─── SOURCE TEXT ───

The ID allocator is only visible to the drivers, not perf record. perf
record simply makes assumptions about what the ID values are when
filling in the file metadata. The old version uses a static
calculation on the cpu number, the new version assumes that
responsibility has been passed on to the HW_ID packets.
You state below that the version of the metadata should remain updated
(@2) so old versions of perf / simpleperf can never read a file
generated by new versions of perf.
You state above that old versions of perf a not needed to be supported
on new kernels, so will never run on a system that uses the new
allocation mechanism and thereby never generate an old version of file
that mis-matches the new ID allocation mechanism.
So I am confused about precisely what the requirements are here.
Regards
Mike
> >> Do you think it's possible to keep the old static ID allocations if
> >> num_possible_cpus() < Max Trace ID? This is especially important for
> >> simple perf because Android doesn't even have the more than 128 CPUs
> >> issue, so technically shouldn't have to have any changes made to it.
> >>
> >
> > If android never runs high core count hardware, then that could work.
> > The actual CPU limit is in fact 47, after which point the static
> > algorithm fails.
> >
> > The question arises what do the kernel drivers do then?
> >
> > The old perf -record will not realise things are about to go wrong,
> > and continue to blindly allocate incorrect trace IDs.
> > Realistically the new drivers will then switch to use the previously
> > unused IDs, whereby they will mismatch with the blindly allocated perf
> > IDs and the old perf decode process will silently fail to decode any
> > data with IDs that do not match.
> >
>
> Do you mean this situation occurs if there are more than 47 cores?
> I think it's fine for things to go wrong in this case because it's
> already broken. Regardless of whether the perf and kernel versions match
> or don't match.
>
> The user would have to upgrade both parts in that case no matter what
> we do.
>
> > If we also removed the metadata version update that goes alongside the
> > ID changes, then old perf-reports would continue to try to decode
> > newer files - again silently failing once the static algorithm has
> > failed.
>
> That's true, but I don't think we need to drop the metaversion update.
> There's no requirement for an old perf-report to open new files, so we
> can still make this change.

─── GIVEN DATA ───

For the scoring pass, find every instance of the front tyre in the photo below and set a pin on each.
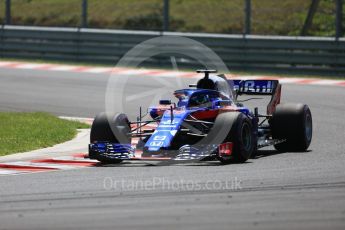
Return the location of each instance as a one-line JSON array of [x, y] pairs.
[[112, 128], [292, 123]]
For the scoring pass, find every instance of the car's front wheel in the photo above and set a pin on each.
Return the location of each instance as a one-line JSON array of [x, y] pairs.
[[112, 128]]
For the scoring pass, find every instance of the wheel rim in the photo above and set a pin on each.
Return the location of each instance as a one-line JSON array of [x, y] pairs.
[[308, 127], [246, 137]]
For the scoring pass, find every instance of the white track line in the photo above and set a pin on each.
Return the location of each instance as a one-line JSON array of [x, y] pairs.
[[11, 172]]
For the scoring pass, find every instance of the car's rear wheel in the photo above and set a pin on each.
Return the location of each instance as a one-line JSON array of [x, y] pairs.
[[292, 124], [112, 128]]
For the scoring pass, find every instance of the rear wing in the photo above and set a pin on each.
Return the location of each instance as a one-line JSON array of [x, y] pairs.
[[255, 87], [259, 87]]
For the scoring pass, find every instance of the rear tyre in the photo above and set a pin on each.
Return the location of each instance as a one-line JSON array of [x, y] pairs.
[[241, 135], [111, 128], [292, 123]]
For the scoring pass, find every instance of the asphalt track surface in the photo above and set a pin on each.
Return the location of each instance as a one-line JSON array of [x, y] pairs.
[[273, 191]]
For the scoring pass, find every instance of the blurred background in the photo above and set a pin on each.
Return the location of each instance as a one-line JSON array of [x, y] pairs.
[[261, 17]]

───

■ **WHAT TO DO**
(1) From the email thread on trace ID allocation, transcribe the passage from "The ID allocator" to "versions of perf.".
(2) According to the email thread on trace ID allocation, why would the old perf decode process silently fail to decode data on a system where the static algorithm has failed? Answer in one to three sentences.
(3) Continue the email thread on trace ID allocation from the point where it stops.

■ **FINAL RESULTS**
(1)
The ID allocator is only visible to the drivers, not perf record. perf
record simply makes assumptions about what the ID values are when
filling in the file metadata. The old version uses a static
calculation on the cpu number, the new version assumes that
responsibility has been passed on to the HW_ID packets.
You state below that the version of the metadata should remain updated
(@2) so old versions of perf / simpleperf can never read a file
generated by new versions of perf.

(2) Old perf record does not realize that things are about to go wrong and keeps blindly allocating trace IDs, while the new drivers switch to previously unused IDs. The two sets of IDs then mismatch, so the old decode process silently fails to decode any data whose IDs do not match.

(3)
>
> > Legacy ID allocation support must be added as a kernel CONFIG option -
> > so that it is up front an obvious to users what is being selected. And
> > we can output appropriate error messages.
> >
> > This would be a temporary solution at best as there are upcoming
> > issues that will need attention:-
> > 1 ) We need to deal with the fact that customers are adding new CS
> > compatible hardware to their systems, some of which they have
> > hardcoded trace IDs. These hardware allocations will become
> > reservations in the dynamic allocator, with no guarantee they will not
> > clash with the static algorithm.
> >
>
> Maybe instead of the temporary solution we can just make the change to
> simpleperf at the same time. The only reason to do this would be to buy
> some time or make the transition period smoother.
>
> But does it need to be a CONFIG option if it only happens when CPUs < 47
> or if there is a clash? We can still output the AUX_OUTPUT_HW_ID, but
> use the old ID allocation scheme. So it would appear to be the new
> scheme for anyone looking for HW_IDs, but is also compatible with old
> simpleperf until there is a clash.
>
> > 2) There may be a point in the future where we need to use per Sink ID
> > allocation.
> >
> > 3) We have an outstanding perf issue with ETE + TRBE which never use
> > trace IDs - at present decode works here because all the ETE
> > capabilities on the current systems are identical. Once that changes,
> > perf will need updating to look at the trace metadata on a CPU number
> > basis, not on a trace ID basis.
>
> That's true, I have this one on my list but didn't get to it yet.
>
> >
> > 4) Future architecture updates will render newer trace un-decodable by
> > old perf versions.
> >
> > The question here is why would Android build an up to date kernel
> > version with the updated CoreSight drivers, but insist on using an
> > outdated perf / simpleperf version?
>
> I suppose I was thinking that it might be convenient to not have to make
> any changes to simpleperf because it will always run on low core counts.
> But with the other issues about clashes, it looks like changing it is
> unavoidable.
>
> But for the opposite (old kernel, new perf), supporting that should be
> pretty easy and the reason for using that combo is to get a perf with
> decode fixes and run it somewhere that the kernel can't be easily updated.
>
> James
>
> >
> > Regards
> >
> > Mike
> >
> >
> >> Making the dynamic traceID allocation use the same IDs as before
> >> whenever possible should allow both old Perf and simpleperf to open
> >> the file as before and ignore the AUX_OUTPUT_HW_ID packets.
> >>
> >> James
> >>
> >>> Thoughts?
> >>>
> >>> Mike
> >>>
> >>>>>
> >>>>> Architecturally reserved IDs are never allocated, and the system is
> >>>>> limited to allocating only valid IDs.
> >>>>>
> >>>>> Each of the current trace sources ETM3.x, ETM4.x and STM is updated to use
> >>>>> the new API.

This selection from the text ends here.